→ Task brief
From the line with "Objective — one dot on each instance of the tall" through the final line, please write out the listing exactly, including both of those lines.

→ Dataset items
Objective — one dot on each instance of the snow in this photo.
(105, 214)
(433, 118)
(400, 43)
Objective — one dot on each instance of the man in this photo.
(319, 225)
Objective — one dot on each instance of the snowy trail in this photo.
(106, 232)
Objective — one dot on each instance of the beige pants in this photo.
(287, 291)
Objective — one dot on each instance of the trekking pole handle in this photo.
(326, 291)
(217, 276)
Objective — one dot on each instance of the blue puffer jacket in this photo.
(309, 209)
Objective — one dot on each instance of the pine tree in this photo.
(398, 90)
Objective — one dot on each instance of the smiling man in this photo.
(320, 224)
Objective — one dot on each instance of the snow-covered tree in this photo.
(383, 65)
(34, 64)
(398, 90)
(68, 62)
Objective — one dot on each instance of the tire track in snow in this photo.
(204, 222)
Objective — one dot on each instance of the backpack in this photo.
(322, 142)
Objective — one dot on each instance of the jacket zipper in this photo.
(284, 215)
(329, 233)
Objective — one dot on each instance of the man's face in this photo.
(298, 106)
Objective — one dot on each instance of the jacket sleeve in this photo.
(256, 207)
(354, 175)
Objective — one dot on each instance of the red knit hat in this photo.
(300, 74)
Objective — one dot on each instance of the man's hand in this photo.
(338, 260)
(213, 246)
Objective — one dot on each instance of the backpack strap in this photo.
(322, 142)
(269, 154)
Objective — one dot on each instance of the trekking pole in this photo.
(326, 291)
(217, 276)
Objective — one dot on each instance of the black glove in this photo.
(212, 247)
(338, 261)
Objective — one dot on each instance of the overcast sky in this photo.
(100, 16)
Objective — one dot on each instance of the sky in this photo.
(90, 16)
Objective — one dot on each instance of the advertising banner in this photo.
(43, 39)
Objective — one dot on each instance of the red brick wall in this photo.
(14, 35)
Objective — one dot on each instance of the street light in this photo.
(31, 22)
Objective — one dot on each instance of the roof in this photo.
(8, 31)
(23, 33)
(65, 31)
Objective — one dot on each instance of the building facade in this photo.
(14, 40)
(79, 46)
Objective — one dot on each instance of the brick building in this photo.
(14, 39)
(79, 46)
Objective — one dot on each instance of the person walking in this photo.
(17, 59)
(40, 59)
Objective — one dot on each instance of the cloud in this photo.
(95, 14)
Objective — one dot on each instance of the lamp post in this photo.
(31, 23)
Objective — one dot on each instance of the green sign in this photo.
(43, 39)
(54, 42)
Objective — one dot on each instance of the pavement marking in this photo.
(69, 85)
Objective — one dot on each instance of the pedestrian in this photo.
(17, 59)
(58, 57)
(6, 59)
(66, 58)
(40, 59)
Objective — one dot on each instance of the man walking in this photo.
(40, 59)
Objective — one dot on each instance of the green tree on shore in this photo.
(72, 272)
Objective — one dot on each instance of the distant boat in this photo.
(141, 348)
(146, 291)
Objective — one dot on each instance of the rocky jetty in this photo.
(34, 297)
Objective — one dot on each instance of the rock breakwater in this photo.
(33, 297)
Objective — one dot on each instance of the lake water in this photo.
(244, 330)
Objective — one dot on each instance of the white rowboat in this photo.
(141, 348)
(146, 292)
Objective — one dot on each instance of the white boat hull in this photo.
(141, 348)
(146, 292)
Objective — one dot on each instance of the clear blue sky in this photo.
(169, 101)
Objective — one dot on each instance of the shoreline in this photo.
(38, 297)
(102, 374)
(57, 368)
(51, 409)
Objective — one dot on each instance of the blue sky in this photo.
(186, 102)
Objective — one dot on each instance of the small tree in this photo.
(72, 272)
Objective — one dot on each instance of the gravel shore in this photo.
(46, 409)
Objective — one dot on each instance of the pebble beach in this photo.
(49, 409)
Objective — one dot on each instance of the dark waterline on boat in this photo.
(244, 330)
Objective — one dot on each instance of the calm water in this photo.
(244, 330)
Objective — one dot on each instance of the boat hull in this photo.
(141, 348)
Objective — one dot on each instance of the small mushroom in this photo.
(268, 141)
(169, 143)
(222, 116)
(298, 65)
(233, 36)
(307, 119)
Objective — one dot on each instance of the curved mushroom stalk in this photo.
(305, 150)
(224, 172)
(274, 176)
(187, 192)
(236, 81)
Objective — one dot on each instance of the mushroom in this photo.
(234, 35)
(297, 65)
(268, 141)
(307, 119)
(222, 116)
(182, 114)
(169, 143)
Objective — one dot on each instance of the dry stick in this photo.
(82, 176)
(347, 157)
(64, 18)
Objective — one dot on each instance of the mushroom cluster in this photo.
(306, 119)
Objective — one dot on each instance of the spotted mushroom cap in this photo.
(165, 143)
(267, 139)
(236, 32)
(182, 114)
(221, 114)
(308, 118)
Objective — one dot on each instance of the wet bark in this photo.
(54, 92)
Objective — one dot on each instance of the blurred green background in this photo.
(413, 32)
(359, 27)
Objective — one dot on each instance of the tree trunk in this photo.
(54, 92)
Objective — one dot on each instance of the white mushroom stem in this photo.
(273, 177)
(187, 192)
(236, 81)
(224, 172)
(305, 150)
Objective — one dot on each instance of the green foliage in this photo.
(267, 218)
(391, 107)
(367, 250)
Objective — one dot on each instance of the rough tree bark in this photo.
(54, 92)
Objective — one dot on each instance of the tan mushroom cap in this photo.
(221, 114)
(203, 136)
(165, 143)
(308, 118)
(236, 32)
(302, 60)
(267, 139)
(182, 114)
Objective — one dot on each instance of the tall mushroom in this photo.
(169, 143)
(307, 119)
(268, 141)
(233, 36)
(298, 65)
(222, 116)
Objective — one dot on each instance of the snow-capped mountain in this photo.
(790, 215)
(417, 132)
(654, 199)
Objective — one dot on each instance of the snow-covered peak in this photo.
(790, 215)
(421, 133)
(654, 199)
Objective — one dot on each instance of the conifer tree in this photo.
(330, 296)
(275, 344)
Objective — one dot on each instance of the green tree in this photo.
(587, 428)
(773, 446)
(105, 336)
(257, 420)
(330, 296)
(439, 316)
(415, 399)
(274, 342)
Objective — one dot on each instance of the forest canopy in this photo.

→ Task output
Objective — one dot on each instance of the tall mushroom in this photo.
(169, 143)
(307, 119)
(268, 141)
(233, 36)
(298, 65)
(222, 116)
Objective — one dot on each instance of the snow-capped mountain in this photo.
(790, 215)
(417, 132)
(654, 199)
Objective — one dot on each instance of the snow-covered peak in this photo.
(790, 215)
(421, 133)
(654, 199)
Objective — one dot on each instance of the conifer tree in this photo.
(330, 296)
(275, 344)
Objective — one dot on each instance of the green tree in this photo.
(587, 428)
(773, 446)
(105, 336)
(257, 420)
(330, 296)
(439, 316)
(415, 399)
(274, 342)
Objective — one dot on each instance of the forest canopy in this photo.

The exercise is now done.